BEGIN

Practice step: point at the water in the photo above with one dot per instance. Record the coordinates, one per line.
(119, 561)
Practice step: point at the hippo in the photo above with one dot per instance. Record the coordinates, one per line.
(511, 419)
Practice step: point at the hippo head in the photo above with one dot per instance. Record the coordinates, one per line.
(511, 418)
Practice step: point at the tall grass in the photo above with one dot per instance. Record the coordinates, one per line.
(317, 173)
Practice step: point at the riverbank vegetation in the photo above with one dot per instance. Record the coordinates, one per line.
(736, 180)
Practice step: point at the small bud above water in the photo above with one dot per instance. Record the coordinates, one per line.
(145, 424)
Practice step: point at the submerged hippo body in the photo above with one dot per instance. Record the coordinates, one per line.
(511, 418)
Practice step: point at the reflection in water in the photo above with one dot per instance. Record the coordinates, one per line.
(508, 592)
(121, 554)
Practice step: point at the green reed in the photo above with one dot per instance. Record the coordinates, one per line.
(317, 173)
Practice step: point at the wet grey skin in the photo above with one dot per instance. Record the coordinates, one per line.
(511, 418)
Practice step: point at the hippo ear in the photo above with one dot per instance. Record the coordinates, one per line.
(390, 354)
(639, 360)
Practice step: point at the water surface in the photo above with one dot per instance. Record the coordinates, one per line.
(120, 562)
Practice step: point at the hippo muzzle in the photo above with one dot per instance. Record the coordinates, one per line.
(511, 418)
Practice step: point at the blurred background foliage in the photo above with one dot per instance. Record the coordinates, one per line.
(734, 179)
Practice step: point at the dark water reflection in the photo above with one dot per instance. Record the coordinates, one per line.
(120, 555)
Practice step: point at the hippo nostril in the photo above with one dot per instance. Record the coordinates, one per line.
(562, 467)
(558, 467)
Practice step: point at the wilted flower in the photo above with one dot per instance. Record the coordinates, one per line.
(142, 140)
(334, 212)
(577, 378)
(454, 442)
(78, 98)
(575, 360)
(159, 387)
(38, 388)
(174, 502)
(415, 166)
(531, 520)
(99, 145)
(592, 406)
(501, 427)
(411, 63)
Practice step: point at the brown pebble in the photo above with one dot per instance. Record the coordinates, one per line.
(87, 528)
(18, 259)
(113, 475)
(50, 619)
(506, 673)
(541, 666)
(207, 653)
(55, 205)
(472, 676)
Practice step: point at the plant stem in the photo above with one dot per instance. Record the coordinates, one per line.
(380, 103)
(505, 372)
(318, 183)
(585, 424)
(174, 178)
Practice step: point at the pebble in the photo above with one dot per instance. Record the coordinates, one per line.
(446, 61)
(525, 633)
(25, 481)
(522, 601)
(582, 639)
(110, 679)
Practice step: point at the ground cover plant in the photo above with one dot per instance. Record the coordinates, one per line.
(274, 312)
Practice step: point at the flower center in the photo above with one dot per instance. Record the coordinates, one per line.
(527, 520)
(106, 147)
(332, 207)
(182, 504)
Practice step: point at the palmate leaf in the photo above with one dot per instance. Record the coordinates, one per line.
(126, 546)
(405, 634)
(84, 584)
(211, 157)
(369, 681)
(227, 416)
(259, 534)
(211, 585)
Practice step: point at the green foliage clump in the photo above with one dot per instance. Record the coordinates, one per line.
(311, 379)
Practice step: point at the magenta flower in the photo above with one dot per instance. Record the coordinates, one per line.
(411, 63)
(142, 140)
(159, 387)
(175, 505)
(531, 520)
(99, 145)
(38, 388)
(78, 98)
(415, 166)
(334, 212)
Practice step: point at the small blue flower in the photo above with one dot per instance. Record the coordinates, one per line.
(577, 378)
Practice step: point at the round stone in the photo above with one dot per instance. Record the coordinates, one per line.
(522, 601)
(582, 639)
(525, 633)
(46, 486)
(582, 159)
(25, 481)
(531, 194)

END

[Problem to solve]:
From the line containing "Practice step: point at the small blue" through the last line of the records, output each line exactly and nothing more.

[Exercise result]:
Practice step: point at the small blue flower in the photo above with one dot per instance. Record the coordinates, one per line.
(577, 378)
Practice step: point at the round stone in the photo above with one dot per instance. Record the coordinates, one per line.
(522, 601)
(582, 639)
(525, 633)
(46, 486)
(582, 159)
(25, 481)
(531, 194)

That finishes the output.